* **SHORT EXERCISE**
Can you rewrite the stretch of entries below that opens with the line containing "Tag the thumb" and closes with the line containing "[(425, 277), (445, 124), (444, 257)]", swapping "lesson" for "session" and leaving everything else unchanged?

* **GIVEN ENTRIES**
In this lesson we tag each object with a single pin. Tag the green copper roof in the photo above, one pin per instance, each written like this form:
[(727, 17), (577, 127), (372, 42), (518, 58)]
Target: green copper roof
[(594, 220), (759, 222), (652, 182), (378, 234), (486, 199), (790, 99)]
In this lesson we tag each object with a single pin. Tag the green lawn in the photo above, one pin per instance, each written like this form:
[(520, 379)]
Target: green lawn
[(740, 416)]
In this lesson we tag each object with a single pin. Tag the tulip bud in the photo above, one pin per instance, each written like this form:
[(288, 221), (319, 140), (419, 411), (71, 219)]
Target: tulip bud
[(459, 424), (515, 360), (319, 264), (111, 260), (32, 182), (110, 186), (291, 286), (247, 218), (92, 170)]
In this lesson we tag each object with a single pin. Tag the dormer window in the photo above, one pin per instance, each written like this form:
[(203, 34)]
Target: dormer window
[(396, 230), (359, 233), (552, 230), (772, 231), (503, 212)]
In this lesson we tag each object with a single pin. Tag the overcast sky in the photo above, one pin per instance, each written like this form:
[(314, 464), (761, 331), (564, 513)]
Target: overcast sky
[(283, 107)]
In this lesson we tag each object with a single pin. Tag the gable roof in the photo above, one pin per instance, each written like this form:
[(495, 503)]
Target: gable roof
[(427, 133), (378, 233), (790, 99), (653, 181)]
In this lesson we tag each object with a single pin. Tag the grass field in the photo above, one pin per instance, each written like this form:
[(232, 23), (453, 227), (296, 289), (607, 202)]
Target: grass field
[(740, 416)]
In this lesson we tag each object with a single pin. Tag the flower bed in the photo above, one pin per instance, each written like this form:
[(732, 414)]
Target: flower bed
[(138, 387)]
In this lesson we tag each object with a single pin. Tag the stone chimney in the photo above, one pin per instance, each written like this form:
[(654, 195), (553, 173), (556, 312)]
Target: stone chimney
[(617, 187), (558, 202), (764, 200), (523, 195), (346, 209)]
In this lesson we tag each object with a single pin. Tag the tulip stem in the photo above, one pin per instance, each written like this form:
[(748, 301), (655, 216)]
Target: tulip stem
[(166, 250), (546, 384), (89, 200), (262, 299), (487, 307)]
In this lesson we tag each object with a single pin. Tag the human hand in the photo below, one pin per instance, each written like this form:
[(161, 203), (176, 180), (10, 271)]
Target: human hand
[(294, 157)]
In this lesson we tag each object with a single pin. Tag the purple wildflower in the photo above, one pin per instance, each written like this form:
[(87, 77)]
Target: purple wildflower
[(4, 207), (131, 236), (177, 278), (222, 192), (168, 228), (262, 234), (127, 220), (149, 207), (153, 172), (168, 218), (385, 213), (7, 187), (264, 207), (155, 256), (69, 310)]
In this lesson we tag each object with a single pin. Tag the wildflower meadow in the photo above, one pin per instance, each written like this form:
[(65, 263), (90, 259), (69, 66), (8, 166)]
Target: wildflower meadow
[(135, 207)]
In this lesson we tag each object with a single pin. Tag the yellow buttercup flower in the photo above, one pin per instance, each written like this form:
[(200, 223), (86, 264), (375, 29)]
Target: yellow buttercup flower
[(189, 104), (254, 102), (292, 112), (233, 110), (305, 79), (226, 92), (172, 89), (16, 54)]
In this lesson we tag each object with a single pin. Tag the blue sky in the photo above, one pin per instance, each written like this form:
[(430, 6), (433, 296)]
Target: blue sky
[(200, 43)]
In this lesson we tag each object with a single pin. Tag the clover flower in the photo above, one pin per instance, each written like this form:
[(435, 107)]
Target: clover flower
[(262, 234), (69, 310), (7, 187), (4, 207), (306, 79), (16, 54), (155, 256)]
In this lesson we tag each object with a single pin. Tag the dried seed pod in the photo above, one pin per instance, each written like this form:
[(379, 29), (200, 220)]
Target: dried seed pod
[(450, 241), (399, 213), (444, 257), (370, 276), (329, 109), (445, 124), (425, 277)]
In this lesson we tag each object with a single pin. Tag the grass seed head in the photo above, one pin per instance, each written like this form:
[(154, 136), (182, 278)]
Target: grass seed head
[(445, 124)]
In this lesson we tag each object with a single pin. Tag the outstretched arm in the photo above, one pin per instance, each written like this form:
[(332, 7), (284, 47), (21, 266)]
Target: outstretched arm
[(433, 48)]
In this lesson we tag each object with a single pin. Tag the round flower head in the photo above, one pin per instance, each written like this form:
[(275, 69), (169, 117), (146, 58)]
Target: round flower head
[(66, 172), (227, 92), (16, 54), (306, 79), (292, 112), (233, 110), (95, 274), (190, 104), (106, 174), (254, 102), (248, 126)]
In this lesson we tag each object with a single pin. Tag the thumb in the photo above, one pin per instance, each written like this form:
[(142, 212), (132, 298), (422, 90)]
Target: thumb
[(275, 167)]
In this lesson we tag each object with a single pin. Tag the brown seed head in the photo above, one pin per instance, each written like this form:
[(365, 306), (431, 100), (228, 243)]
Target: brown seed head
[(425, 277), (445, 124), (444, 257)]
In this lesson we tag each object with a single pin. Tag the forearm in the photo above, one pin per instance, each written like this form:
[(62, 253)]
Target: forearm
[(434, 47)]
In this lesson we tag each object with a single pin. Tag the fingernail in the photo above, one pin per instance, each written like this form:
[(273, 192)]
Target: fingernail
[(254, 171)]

* **FINAL RESULT**
In this session we tag each object with a single pin. Tag the thumb in the photo above, one pin per instance, each written like this form:
[(142, 212), (132, 298), (422, 90)]
Target: thumb
[(275, 167)]
In this session we tag each object with a single pin. Tag the brown seed head in the photo above, one pin per instance, each written like this form:
[(365, 306), (431, 100), (228, 243)]
Target: brown seed head
[(425, 277), (445, 124), (444, 257)]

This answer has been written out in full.